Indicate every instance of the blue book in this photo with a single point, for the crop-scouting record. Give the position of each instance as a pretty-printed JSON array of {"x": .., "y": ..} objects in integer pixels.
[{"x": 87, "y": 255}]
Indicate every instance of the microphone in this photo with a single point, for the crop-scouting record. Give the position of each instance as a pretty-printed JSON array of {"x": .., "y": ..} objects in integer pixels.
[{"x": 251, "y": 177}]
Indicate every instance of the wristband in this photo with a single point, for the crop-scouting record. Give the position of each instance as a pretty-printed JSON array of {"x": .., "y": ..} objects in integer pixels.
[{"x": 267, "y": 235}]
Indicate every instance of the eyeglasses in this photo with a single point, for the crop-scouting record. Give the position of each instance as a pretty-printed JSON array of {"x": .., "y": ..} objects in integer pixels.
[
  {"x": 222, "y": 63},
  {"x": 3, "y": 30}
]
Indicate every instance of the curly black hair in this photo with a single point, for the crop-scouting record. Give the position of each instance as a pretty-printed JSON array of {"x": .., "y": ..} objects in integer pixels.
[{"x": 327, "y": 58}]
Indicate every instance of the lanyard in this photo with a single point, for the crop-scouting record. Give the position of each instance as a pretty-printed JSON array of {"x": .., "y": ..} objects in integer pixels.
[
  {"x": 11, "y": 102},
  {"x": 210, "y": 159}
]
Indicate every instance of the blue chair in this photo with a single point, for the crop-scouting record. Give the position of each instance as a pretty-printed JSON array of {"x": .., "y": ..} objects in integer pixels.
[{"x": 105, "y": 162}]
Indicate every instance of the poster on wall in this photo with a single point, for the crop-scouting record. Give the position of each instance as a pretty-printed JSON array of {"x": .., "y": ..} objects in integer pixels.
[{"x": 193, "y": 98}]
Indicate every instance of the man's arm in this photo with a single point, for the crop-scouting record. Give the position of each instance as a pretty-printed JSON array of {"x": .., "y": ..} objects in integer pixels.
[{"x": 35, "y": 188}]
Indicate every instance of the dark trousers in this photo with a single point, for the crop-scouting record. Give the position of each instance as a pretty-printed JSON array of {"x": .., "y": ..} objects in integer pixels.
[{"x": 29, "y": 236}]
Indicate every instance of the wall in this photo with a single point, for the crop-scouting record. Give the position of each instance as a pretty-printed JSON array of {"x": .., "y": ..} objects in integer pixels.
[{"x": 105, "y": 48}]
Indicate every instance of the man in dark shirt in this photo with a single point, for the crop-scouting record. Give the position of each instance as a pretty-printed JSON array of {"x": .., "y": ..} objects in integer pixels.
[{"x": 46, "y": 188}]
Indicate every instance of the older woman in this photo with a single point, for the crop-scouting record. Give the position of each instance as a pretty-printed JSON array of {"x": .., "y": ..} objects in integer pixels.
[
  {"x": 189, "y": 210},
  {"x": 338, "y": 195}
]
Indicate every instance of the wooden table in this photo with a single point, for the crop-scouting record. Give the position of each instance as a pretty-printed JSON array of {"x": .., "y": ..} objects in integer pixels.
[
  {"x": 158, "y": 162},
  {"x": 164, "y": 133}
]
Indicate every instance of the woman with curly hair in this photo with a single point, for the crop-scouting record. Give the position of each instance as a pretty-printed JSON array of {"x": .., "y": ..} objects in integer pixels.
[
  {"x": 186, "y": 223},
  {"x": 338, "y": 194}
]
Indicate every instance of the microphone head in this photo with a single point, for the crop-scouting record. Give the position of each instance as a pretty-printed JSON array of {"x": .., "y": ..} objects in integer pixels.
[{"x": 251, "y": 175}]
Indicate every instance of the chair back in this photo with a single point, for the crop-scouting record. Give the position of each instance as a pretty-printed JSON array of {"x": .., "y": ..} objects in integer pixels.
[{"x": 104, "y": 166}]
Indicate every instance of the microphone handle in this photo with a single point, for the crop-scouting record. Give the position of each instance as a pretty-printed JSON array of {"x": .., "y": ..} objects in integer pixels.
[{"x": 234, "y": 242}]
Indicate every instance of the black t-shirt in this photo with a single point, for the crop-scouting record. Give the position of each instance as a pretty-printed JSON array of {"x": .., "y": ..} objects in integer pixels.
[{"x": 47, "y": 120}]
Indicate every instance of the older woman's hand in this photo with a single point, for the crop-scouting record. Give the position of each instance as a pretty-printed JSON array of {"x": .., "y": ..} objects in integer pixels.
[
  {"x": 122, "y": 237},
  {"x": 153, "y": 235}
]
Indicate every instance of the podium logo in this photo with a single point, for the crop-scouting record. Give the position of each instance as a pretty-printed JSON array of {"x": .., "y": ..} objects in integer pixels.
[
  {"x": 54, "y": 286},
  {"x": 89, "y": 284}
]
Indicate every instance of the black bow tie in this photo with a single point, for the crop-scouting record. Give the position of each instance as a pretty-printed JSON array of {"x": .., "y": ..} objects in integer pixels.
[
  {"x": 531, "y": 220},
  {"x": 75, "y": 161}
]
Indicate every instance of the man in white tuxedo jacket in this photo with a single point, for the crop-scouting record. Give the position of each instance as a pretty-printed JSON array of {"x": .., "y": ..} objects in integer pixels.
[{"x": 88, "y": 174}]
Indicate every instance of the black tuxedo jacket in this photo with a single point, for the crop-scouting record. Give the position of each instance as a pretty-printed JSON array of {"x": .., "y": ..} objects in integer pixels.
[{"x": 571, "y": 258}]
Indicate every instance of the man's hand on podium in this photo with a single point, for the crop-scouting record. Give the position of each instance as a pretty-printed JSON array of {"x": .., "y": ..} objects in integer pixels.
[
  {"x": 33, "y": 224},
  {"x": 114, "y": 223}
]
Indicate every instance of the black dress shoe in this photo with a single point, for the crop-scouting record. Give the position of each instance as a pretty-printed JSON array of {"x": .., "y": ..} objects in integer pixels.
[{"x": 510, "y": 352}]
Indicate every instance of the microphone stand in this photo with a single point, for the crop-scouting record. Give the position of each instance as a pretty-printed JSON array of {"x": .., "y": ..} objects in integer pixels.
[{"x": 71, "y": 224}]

Work instructions: Copy out the data shown above without altering anything.

Written solution:
Indicate every instance of the blue book in this photo with a single point, for the crop-scouting record. Give the position of each instance as a pretty-printed JSON array of {"x": .., "y": ..} objects in integer pixels.
[{"x": 87, "y": 255}]
Indicate every instance of the microphone in this photo with a single point, for the crop-scouting record. Give the position of each instance as a pretty-printed JSON array of {"x": .., "y": ..} objects in integer pixels.
[{"x": 251, "y": 177}]
Indicate every instance of the wristband in this photo with a single point, for the crop-scouting record. Give the position of each instance as a pretty-printed JSON array of {"x": .., "y": ..} objects in integer pixels.
[{"x": 267, "y": 235}]
Indicate every instance of the eyeglasses in this photo with a single point, for the crop-scouting record. Give the position of each instance as a pretty-printed JSON array of {"x": .., "y": ..} objects in integer pixels.
[
  {"x": 222, "y": 63},
  {"x": 3, "y": 30}
]
Indicate every instance of the curly black hair in this photo with a single point, for the crop-scouting record. Give the position of each instance as a pretty-printed JSON array of {"x": .., "y": ..} objects in integer pixels.
[{"x": 327, "y": 58}]
Indicate every instance of the lanyard in this photo with a single point, for the crop-scouting record. Give the position of each instance as a pretty-printed JSON array of {"x": .., "y": ..} objects in integer pixels.
[
  {"x": 11, "y": 102},
  {"x": 210, "y": 159}
]
Indicate every instance of the blue chair in this photo with a single point, for the crop-scouting record. Give the position of each instance as a pretty-printed JSON array of {"x": .., "y": ..} objects in integer pixels.
[{"x": 105, "y": 162}]
Indicate every instance of the poster on wall in this photo with a single point, for the crop-scouting record. Give the position of each instance as a pretty-printed JSON array of {"x": .., "y": ..} objects in integer pixels.
[{"x": 193, "y": 98}]
Indicate every instance of the man's arm in this photo with a single point, for the crop-scouting record. Give the position of each instance as a pretty-printed JSON array of {"x": .., "y": ..} objects in integer pixels.
[{"x": 35, "y": 188}]
Indicate every instance of the dark trousers in this photo with a single point, for the crop-scouting record. Give the position of each instance as a pretty-printed JSON array of {"x": .., "y": ..} objects in integer pixels.
[{"x": 29, "y": 236}]
Indicate every instance of the wall in this photo with a single point, for the crop-scouting record. Give the position of each instance as a pretty-printed JSON array of {"x": .., "y": ..} objects in integer pixels.
[{"x": 105, "y": 48}]
Indicate every instance of the man in dark shirt in this photo with a single point, for the crop-scouting record. Give the position of each instance as a pretty-printed JSON array of {"x": .., "y": ..} objects in integer pixels.
[{"x": 46, "y": 188}]
Indicate every instance of the older woman in this photo with a single point, for the crop-scouting record. Give the position of each instance as a pretty-printed JSON array of {"x": .., "y": ..} objects in integer pixels.
[
  {"x": 189, "y": 210},
  {"x": 338, "y": 195}
]
Indicate every instance of the wooden table in this photo with a single point, for the crop-scouting record. Give the position of each instance as a pretty-printed JSON array of {"x": .., "y": ..} objects in integer pixels.
[
  {"x": 158, "y": 162},
  {"x": 164, "y": 133}
]
Indicate every instance of the woman with curly hair in this photo with a single point, for the crop-scouting record. Give the position of each instance as a pretty-printed JSON array of {"x": .., "y": ..} objects in integer pixels.
[
  {"x": 186, "y": 223},
  {"x": 338, "y": 194}
]
Indicate every instance of the microphone head in this photo with a single point, for the crop-scouting record. Give the position of each instance as a pretty-printed JSON array of {"x": .., "y": ..} objects in integer pixels.
[{"x": 251, "y": 175}]
Indicate every instance of the chair back in this photo with a single point, for the crop-scouting record. Give the position of each instance as a pretty-printed JSON array of {"x": .., "y": ..} objects in integer pixels.
[{"x": 104, "y": 166}]
Indicate every instance of the microphone handle in this photo with a single point, for the crop-scouting record. Give the position of each instance as a pretty-printed JSON array of {"x": .., "y": ..} objects in integer pixels.
[{"x": 234, "y": 242}]
Indicate every instance of the black t-shirt in this photo with a single point, for the crop-scouting record. Give the position of each instance as a pretty-printed JSON array of {"x": .., "y": ..} objects in integer pixels.
[{"x": 47, "y": 120}]
Indicate every instance of the older woman's hand in this photo with a single point, for the crop-scouting record. Give the position of each instance as a pretty-printed JSON array of {"x": .., "y": ..} objects in integer pixels.
[
  {"x": 122, "y": 237},
  {"x": 153, "y": 235}
]
Indicate every instance of the podium logo in this photo with a single point, for the crop-scouting record. Give the position of each instance as a pretty-printed JSON array of {"x": .., "y": ..} objects in integer pixels.
[
  {"x": 54, "y": 286},
  {"x": 89, "y": 284}
]
Indicate every instance of the black bow tie in this photo with a single point, for the crop-scouting record. Give the position of each instance as a pretty-printed JSON array of {"x": .., "y": ..} objects in integer pixels.
[
  {"x": 531, "y": 220},
  {"x": 75, "y": 161}
]
Indicate every instance of the man in white tuxedo jacket in this photo with a single point, for the crop-scouting record. Give the position of each instance as a pretty-printed JSON array of {"x": .., "y": ..} objects in integer pixels.
[{"x": 88, "y": 174}]
Indicate every instance of the black tuxedo jacket in this photo with a single point, for the crop-scouting record. Give the position of each instance as a pretty-printed JSON array of {"x": .., "y": ..} objects in integer pixels.
[{"x": 571, "y": 258}]
Indicate every instance of the man's hand on podium in this photo with a single point, for the crop-scouting record. Give the position of each instance as a pretty-printed JSON array of {"x": .., "y": ..} objects in integer pixels.
[
  {"x": 33, "y": 224},
  {"x": 114, "y": 223}
]
Indicate every instance of the black dress shoe in this photo with a single point, for the crop-scouting record. Give the position of each instance as a pretty-printed JSON array of {"x": .., "y": ..} objects in integer pixels.
[{"x": 510, "y": 352}]
Indicate every instance of the microphone stand in this photo with a single point, for the crop-scouting record. Give the position of each instance as a pretty-printed JSON array of {"x": .., "y": ..} objects in integer pixels.
[{"x": 71, "y": 224}]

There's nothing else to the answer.